◆ TASK TO CARRY OUT ◆
Write out the rows below again, replacing "rough mask" with "coarse mask" and leaving everything else unchanged.

Segment Open

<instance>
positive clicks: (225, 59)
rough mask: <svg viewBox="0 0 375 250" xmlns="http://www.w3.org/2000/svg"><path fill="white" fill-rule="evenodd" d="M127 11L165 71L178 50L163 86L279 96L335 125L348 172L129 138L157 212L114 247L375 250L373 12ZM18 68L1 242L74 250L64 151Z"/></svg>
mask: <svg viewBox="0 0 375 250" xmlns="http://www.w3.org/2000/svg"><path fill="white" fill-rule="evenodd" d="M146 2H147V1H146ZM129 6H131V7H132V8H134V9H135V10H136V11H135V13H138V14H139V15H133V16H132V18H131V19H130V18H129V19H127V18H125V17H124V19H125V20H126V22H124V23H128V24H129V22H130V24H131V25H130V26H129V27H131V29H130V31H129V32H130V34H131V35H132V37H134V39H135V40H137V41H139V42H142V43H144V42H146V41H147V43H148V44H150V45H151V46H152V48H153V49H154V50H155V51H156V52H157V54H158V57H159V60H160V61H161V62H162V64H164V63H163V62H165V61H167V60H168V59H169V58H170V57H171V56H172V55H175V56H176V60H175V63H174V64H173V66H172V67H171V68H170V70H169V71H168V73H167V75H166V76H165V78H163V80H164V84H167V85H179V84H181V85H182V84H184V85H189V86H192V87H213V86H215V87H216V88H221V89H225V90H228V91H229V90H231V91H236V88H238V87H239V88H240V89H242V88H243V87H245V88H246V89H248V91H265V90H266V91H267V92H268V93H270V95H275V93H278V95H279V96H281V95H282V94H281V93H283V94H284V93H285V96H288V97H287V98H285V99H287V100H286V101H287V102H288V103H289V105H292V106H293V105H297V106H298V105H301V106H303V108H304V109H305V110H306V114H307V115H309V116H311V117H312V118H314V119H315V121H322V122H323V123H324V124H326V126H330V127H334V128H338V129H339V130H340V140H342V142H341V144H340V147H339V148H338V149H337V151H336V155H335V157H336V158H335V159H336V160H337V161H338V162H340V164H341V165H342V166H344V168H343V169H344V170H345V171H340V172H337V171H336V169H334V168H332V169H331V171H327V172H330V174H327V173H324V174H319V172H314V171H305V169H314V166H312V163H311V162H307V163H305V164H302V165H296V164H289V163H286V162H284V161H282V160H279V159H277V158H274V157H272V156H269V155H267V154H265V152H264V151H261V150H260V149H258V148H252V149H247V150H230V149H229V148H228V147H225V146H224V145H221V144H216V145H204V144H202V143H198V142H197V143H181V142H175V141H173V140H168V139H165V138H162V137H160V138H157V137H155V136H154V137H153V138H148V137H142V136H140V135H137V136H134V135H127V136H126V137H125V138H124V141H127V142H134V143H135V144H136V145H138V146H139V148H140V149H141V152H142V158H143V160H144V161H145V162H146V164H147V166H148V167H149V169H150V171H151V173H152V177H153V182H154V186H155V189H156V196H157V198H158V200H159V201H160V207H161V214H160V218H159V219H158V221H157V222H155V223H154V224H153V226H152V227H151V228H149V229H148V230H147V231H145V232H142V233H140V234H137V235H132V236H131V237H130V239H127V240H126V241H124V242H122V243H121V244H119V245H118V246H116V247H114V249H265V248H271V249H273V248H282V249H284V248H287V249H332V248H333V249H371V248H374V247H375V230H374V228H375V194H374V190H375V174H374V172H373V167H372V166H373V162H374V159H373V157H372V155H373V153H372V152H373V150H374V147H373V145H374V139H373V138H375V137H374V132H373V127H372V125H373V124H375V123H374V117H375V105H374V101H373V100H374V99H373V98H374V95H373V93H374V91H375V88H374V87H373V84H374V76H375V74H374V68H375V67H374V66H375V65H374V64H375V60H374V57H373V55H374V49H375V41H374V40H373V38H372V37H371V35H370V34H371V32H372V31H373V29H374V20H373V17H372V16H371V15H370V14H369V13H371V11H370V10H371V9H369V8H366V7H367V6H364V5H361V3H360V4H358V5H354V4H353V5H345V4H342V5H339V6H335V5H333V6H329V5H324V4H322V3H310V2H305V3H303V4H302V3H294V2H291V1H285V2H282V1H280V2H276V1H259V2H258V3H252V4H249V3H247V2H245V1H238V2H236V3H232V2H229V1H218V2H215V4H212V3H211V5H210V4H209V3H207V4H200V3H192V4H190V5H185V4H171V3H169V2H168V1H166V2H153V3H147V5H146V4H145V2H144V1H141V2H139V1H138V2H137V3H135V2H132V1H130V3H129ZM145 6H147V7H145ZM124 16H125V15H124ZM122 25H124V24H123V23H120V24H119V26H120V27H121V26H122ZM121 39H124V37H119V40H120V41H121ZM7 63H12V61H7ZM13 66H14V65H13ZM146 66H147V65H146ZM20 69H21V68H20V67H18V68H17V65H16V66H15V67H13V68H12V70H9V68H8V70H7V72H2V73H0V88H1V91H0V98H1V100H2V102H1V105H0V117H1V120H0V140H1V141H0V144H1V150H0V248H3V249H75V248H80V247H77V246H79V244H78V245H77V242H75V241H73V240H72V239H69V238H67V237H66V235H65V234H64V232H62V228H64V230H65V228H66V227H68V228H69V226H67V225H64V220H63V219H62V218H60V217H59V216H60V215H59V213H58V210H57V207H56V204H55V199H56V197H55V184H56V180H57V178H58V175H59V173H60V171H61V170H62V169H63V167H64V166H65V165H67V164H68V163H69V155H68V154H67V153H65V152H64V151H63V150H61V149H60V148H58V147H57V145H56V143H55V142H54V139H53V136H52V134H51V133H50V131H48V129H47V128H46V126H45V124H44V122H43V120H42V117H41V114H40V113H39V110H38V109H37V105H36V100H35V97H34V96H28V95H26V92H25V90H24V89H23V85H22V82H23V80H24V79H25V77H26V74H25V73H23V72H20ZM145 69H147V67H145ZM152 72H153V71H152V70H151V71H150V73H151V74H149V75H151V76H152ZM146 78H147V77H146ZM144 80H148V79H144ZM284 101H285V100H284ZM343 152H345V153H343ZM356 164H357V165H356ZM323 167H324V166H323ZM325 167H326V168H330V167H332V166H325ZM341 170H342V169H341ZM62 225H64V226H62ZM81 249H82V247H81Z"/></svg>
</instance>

Segment Closed

◆ RESPONSE AREA ◆
<instance>
positive clicks: (225, 59)
coarse mask: <svg viewBox="0 0 375 250" xmlns="http://www.w3.org/2000/svg"><path fill="white" fill-rule="evenodd" d="M127 11L165 71L178 50L163 86L279 96L335 125L348 172L129 138L157 212L114 247L375 250L373 12ZM18 68L1 242L74 250L64 151Z"/></svg>
mask: <svg viewBox="0 0 375 250" xmlns="http://www.w3.org/2000/svg"><path fill="white" fill-rule="evenodd" d="M146 2H147V1H146ZM129 6H131V7H132V8H134V9H135V10H136V11H135V13H138V14H139V15H133V16H132V18H131V19H130V18H129V19H127V18H125V17H124V19H125V20H126V22H124V23H128V24H129V22H130V24H131V25H130V26H129V27H131V29H130V31H129V32H130V34H131V35H132V37H134V39H135V40H137V41H139V42H142V43H144V42H146V41H147V43H148V44H150V45H151V46H152V48H153V49H154V50H155V51H156V52H157V54H158V57H159V60H160V61H161V62H162V64H164V63H163V62H165V61H167V60H168V59H169V58H170V57H171V56H172V55H175V56H176V60H175V63H174V64H173V66H172V67H171V68H170V70H169V71H168V73H167V75H166V76H165V78H163V80H164V84H167V85H179V84H181V85H182V84H184V85H189V86H192V87H213V86H215V87H216V88H221V89H225V90H228V91H229V90H231V91H236V88H238V87H239V88H240V89H242V88H243V87H245V88H246V89H248V91H265V90H266V91H267V92H268V93H270V95H275V93H278V95H279V96H281V95H282V94H281V93H283V94H284V93H285V96H288V97H287V98H285V99H287V100H286V101H287V102H288V103H289V105H292V106H293V105H297V106H298V105H301V106H303V108H304V109H305V110H306V114H307V115H309V116H311V117H312V118H314V119H315V121H322V122H323V123H324V124H326V126H330V127H334V128H338V129H339V130H340V140H342V142H341V144H340V147H339V148H338V149H337V151H336V155H335V157H336V158H335V159H336V160H337V161H338V162H340V164H341V165H342V166H344V168H343V169H344V170H345V171H340V172H337V171H336V169H334V168H332V169H331V171H327V172H330V174H327V173H324V174H319V172H314V171H305V169H314V166H312V163H311V162H307V163H305V164H302V165H296V164H289V163H286V162H284V161H282V160H279V159H277V158H274V157H272V156H269V155H267V154H265V152H264V151H261V150H260V149H258V148H252V149H247V150H230V149H229V148H228V147H225V146H224V145H221V144H216V145H204V144H202V143H198V142H197V143H181V142H175V141H173V140H168V139H165V138H162V137H160V138H157V137H155V136H154V137H153V138H148V137H142V136H140V135H137V136H134V135H127V136H126V137H125V138H124V141H127V142H134V143H135V144H136V145H138V146H139V148H140V149H141V152H142V158H143V160H144V161H145V162H146V164H147V166H148V167H149V169H150V171H151V173H152V177H153V182H154V186H155V189H156V196H157V198H158V200H159V201H160V207H161V214H160V218H159V219H158V221H157V222H155V223H154V224H153V226H152V227H151V228H149V229H148V230H147V231H145V232H142V233H140V234H137V235H132V236H131V237H130V239H127V240H126V241H124V242H122V243H121V244H119V245H118V246H116V247H114V249H265V248H271V249H273V248H282V249H284V248H287V249H332V248H333V249H371V248H374V247H375V230H374V228H375V194H374V190H375V174H374V172H373V167H372V166H373V162H374V159H373V157H372V155H373V153H372V152H373V150H374V147H373V145H374V139H373V138H375V137H374V132H373V127H372V125H373V124H375V123H374V117H375V105H374V101H373V100H374V99H373V98H374V95H373V93H374V91H375V88H374V87H373V84H374V76H375V74H374V68H375V67H374V66H375V65H374V64H375V60H374V57H373V55H374V49H375V41H374V40H373V38H372V37H371V35H370V34H371V32H372V31H373V29H374V20H373V17H372V16H371V15H370V14H369V13H371V11H370V10H371V9H369V8H366V7H367V6H364V5H361V3H360V4H358V5H354V4H353V5H345V4H342V5H339V6H335V5H333V6H329V5H324V4H322V3H310V2H305V3H303V4H302V3H294V2H291V1H285V2H282V1H280V2H276V1H259V2H258V3H252V4H249V3H247V2H245V1H238V2H236V3H232V2H229V1H218V2H215V4H212V3H211V5H210V4H209V3H207V4H200V3H192V4H190V5H185V4H171V3H169V2H168V1H166V2H153V3H147V5H146V4H145V2H144V1H141V2H139V1H138V2H137V3H135V2H132V1H130V3H129ZM145 6H147V7H145ZM124 16H125V15H124ZM122 25H124V24H123V23H120V24H119V26H120V27H121V26H122ZM121 39H124V37H119V40H120V41H121ZM7 63H12V61H7ZM13 66H14V65H13ZM146 66H147V65H146ZM20 69H21V68H20V67H18V68H17V65H16V66H15V67H13V68H12V70H9V68H8V70H7V72H2V73H0V88H1V91H0V98H1V100H2V102H1V105H0V117H1V120H0V140H1V141H0V144H1V150H0V248H3V249H75V248H80V247H77V246H79V244H78V245H77V242H75V241H73V240H72V239H69V238H67V237H66V235H65V234H64V232H62V228H64V230H65V228H66V227H68V228H69V226H67V225H64V220H63V219H62V218H60V217H59V216H60V215H59V213H58V210H57V207H56V204H55V199H56V197H55V184H56V180H57V178H58V175H59V173H60V171H61V170H62V169H63V167H64V166H65V165H67V164H68V163H69V155H68V154H67V153H65V152H64V151H63V150H61V149H60V148H58V147H57V145H56V143H55V142H54V139H53V136H52V134H51V133H50V131H48V129H47V128H46V126H45V124H44V122H43V120H42V117H41V114H40V113H39V110H38V109H37V105H36V100H35V97H34V96H28V95H26V92H25V90H24V89H23V85H22V82H23V80H24V79H25V77H26V74H25V73H23V72H20ZM145 69H147V67H145ZM152 72H153V71H152V70H151V71H150V73H151V74H149V75H151V76H152ZM146 78H147V77H146ZM144 80H148V79H144ZM284 101H285V100H284ZM343 152H345V153H343ZM356 164H357V165H356ZM323 167H324V166H323ZM325 167H326V168H330V167H332V166H325ZM341 170H342V169H341ZM62 225H64V226H62ZM81 249H82V247H81Z"/></svg>
</instance>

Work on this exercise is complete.